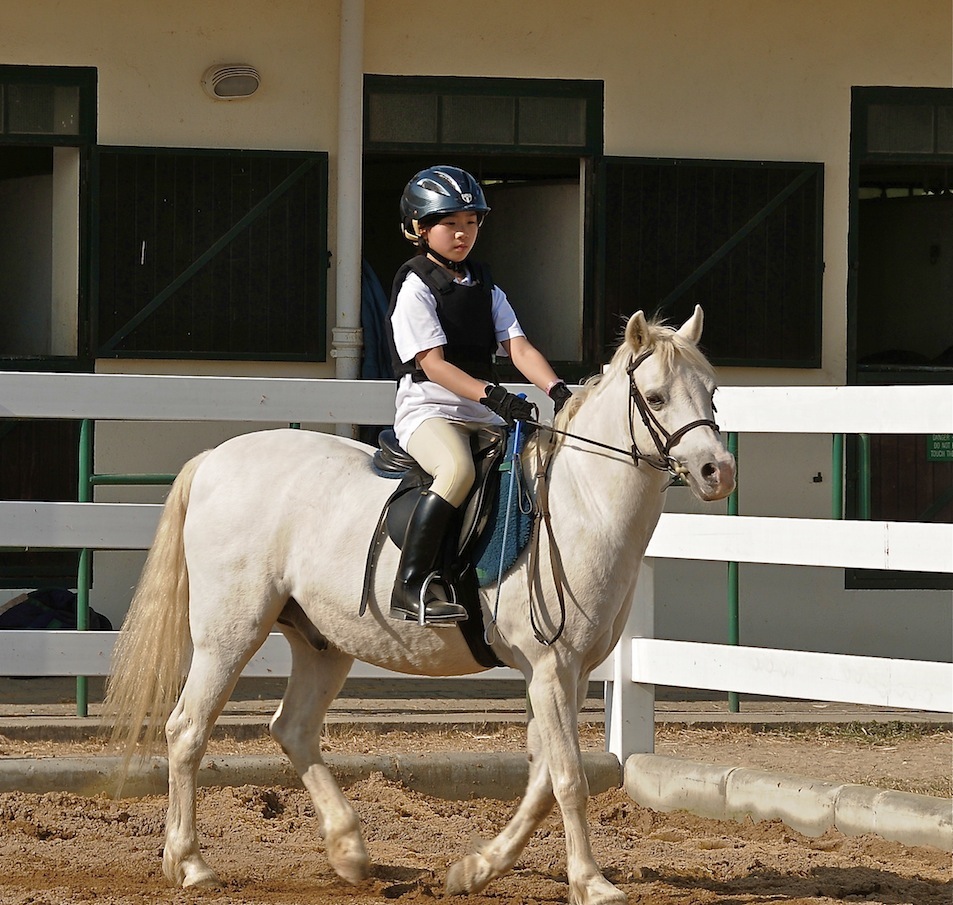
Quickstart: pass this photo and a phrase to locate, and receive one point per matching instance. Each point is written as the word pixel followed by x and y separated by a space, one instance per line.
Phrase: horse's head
pixel 671 388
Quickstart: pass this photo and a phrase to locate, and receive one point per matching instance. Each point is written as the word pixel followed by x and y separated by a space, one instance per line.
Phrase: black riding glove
pixel 560 394
pixel 508 406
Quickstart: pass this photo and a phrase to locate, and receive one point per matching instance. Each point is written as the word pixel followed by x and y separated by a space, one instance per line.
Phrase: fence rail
pixel 640 661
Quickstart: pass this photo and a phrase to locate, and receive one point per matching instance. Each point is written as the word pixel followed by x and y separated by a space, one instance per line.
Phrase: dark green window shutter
pixel 210 254
pixel 742 239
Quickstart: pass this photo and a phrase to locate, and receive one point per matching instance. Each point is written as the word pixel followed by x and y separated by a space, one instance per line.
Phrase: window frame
pixel 590 91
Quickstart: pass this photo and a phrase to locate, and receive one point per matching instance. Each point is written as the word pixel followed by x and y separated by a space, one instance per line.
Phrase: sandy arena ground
pixel 60 849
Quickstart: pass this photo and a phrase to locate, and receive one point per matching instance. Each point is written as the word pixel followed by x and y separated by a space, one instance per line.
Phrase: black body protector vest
pixel 465 313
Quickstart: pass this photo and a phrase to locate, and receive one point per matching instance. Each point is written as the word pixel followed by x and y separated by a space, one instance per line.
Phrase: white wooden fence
pixel 640 660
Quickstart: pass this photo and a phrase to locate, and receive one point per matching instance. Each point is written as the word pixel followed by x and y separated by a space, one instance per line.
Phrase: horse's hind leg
pixel 316 678
pixel 494 858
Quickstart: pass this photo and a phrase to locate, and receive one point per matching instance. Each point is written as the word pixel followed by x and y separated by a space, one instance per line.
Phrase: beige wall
pixel 747 79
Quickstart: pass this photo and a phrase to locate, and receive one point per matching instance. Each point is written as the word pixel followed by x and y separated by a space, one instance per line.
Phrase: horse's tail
pixel 154 644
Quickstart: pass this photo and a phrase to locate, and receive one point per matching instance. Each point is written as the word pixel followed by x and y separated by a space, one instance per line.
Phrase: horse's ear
pixel 637 331
pixel 692 328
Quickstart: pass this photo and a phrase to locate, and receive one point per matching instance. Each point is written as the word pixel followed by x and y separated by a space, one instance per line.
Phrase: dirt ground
pixel 60 849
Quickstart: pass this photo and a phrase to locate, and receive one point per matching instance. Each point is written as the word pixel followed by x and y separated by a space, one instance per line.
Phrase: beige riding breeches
pixel 442 448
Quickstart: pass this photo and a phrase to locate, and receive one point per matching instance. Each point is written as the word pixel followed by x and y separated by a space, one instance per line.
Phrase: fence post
pixel 630 706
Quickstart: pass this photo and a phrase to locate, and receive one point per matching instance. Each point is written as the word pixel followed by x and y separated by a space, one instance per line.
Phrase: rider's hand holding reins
pixel 507 405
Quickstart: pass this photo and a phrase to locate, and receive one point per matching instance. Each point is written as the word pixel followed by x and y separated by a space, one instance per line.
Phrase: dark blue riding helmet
pixel 436 192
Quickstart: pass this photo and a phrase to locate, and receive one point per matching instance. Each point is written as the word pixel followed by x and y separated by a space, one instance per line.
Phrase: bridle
pixel 661 437
pixel 663 461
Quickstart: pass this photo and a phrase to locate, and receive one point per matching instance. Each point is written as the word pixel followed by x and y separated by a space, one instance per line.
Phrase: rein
pixel 665 461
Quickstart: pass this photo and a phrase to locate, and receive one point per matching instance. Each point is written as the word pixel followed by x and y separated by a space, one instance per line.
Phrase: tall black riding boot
pixel 423 543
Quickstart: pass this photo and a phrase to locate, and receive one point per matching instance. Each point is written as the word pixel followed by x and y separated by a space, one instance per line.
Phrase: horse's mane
pixel 664 342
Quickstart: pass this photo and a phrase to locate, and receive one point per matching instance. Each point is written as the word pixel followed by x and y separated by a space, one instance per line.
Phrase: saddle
pixel 469 542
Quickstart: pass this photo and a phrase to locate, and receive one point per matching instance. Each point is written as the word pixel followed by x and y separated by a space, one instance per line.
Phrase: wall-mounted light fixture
pixel 231 82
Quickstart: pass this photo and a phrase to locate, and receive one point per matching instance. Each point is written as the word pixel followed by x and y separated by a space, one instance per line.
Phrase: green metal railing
pixel 838 509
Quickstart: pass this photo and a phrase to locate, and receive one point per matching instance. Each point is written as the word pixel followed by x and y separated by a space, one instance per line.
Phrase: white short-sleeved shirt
pixel 417 328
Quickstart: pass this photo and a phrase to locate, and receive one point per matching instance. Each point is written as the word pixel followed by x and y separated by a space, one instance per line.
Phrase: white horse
pixel 277 524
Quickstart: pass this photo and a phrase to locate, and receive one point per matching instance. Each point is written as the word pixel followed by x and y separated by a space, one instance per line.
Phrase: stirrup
pixel 452 602
pixel 417 609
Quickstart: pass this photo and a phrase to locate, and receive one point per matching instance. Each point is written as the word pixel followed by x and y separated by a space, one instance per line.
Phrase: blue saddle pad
pixel 490 547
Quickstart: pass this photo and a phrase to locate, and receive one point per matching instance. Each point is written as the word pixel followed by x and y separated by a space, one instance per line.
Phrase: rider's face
pixel 454 235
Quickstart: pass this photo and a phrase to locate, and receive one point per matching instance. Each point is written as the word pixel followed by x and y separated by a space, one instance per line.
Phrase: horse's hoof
pixel 349 859
pixel 597 892
pixel 205 880
pixel 191 872
pixel 468 875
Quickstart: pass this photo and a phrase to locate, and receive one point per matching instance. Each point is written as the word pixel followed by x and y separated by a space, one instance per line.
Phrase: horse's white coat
pixel 284 514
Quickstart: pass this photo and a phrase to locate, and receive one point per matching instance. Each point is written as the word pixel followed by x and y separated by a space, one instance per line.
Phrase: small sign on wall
pixel 940 447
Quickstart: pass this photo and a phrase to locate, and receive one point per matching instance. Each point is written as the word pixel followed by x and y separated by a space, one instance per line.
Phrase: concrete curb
pixel 810 806
pixel 451 776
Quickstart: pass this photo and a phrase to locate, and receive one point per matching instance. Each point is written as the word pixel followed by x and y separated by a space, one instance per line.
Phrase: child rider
pixel 445 323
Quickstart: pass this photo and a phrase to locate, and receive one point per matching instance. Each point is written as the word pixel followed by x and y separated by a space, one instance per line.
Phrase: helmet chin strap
pixel 455 266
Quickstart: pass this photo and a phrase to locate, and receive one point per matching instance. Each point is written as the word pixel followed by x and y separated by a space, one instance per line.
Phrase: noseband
pixel 665 461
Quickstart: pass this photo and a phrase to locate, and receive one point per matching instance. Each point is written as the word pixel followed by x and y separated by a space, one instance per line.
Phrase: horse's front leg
pixel 316 678
pixel 494 858
pixel 553 691
pixel 188 728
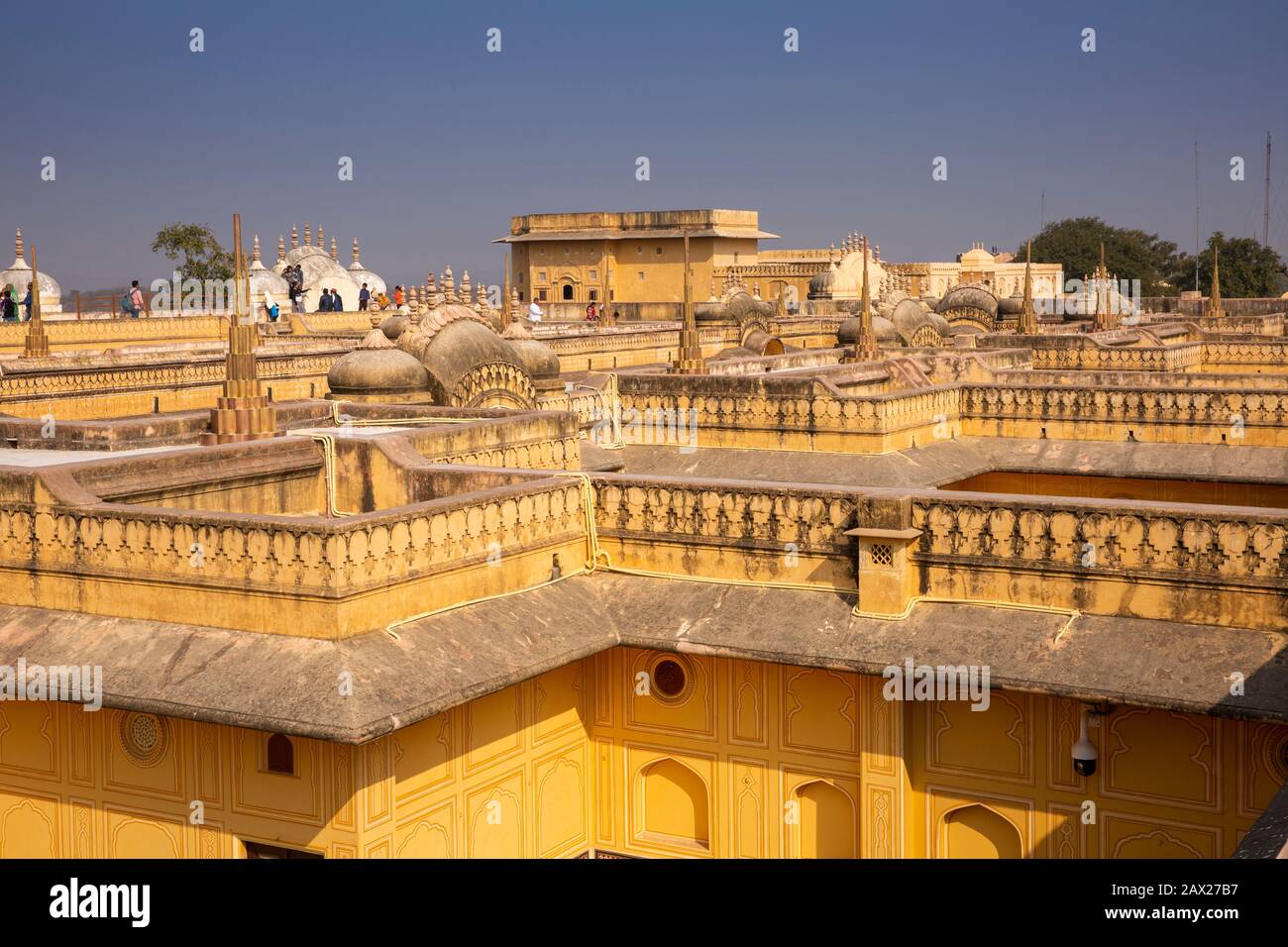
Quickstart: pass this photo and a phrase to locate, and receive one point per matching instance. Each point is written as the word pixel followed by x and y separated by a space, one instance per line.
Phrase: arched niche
pixel 824 822
pixel 977 831
pixel 674 804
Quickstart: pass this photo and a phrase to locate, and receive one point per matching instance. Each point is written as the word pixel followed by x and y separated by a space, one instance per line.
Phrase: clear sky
pixel 450 141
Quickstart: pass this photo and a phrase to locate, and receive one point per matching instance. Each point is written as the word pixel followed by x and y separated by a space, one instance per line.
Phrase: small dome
pixel 969 296
pixel 375 282
pixel 394 325
pixel 909 317
pixel 831 283
pixel 452 342
pixel 376 368
pixel 540 360
pixel 376 371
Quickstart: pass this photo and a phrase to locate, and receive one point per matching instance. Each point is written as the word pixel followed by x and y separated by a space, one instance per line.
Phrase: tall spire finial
pixel 1028 321
pixel 866 347
pixel 690 357
pixel 37 343
pixel 243 412
pixel 1215 307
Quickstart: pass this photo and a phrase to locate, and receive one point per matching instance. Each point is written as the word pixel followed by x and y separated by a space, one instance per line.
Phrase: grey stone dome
pixel 376 371
pixel 969 296
pixel 848 333
pixel 909 317
pixel 394 325
pixel 376 368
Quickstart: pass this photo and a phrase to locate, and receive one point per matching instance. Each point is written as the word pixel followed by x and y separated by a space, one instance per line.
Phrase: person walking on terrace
pixel 136 296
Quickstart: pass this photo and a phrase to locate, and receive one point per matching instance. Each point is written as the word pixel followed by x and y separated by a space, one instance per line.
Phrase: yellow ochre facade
pixel 750 761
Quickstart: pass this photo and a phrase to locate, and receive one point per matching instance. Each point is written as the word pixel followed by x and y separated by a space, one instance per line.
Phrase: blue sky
pixel 450 141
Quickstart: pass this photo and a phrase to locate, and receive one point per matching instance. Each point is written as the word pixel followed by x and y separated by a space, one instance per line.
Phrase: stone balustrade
pixel 308 577
pixel 90 334
pixel 1142 412
pixel 1177 562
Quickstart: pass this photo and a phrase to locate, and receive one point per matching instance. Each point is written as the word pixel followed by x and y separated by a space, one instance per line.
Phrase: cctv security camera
pixel 1085 751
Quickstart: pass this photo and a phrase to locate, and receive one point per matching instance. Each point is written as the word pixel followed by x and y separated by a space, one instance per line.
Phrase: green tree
pixel 1248 269
pixel 202 256
pixel 1074 244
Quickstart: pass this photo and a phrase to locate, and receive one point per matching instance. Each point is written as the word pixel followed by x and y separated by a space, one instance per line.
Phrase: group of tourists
pixel 9 303
pixel 294 277
pixel 330 302
pixel 374 300
pixel 132 303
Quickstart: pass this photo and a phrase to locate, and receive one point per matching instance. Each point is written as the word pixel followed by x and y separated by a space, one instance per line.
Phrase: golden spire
pixel 1215 308
pixel 243 412
pixel 1028 322
pixel 866 347
pixel 690 361
pixel 505 296
pixel 37 344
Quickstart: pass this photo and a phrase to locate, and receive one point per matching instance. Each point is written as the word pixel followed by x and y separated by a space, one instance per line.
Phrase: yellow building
pixel 626 257
pixel 1021 598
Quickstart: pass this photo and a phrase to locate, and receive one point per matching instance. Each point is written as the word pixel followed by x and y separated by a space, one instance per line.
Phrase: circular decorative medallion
pixel 145 738
pixel 1275 749
pixel 671 680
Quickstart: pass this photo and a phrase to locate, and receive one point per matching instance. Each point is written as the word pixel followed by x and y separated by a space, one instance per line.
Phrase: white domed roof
pixel 18 275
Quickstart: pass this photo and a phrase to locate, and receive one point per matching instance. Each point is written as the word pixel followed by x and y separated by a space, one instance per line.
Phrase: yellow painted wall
pixel 750 759
pixel 583 263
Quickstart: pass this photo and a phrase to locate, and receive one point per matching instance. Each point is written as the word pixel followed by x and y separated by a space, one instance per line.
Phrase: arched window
pixel 281 754
pixel 675 804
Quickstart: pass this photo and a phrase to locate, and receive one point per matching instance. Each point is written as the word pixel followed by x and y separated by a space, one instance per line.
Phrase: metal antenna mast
pixel 1197 249
pixel 1265 215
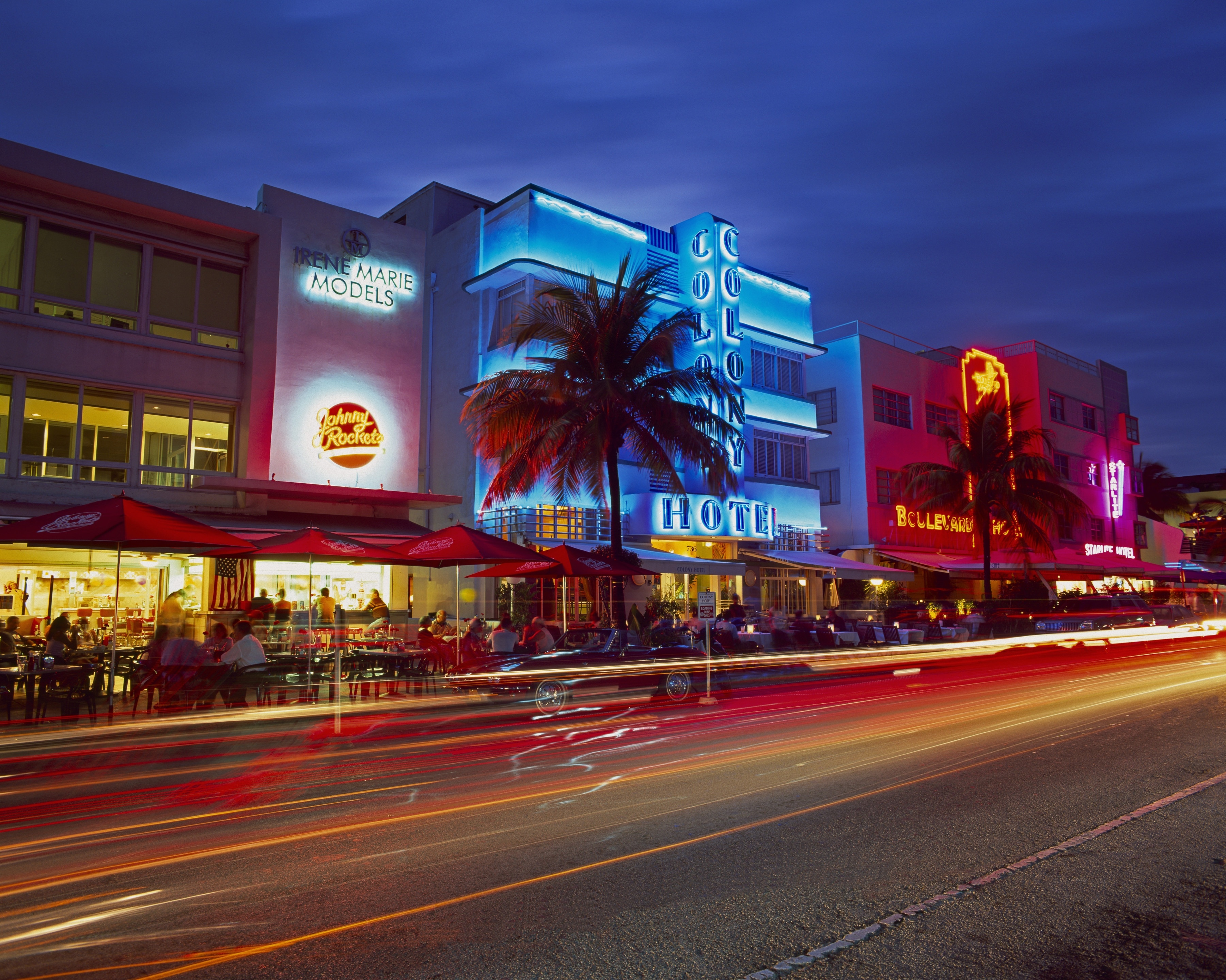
※
DIRECTIONS » Reproduce the material word for word, everything from its very beginning down to and including the line that contains "pixel 671 388". Leave the pictures out.

ANSWER IN FULL »
Quickstart: pass this photo and a phrase to locate, and receive one point per matching instance. Each point is written as the word pixel followed by x and y separated by a space, one instance per line.
Phrase: horse's head
pixel 671 388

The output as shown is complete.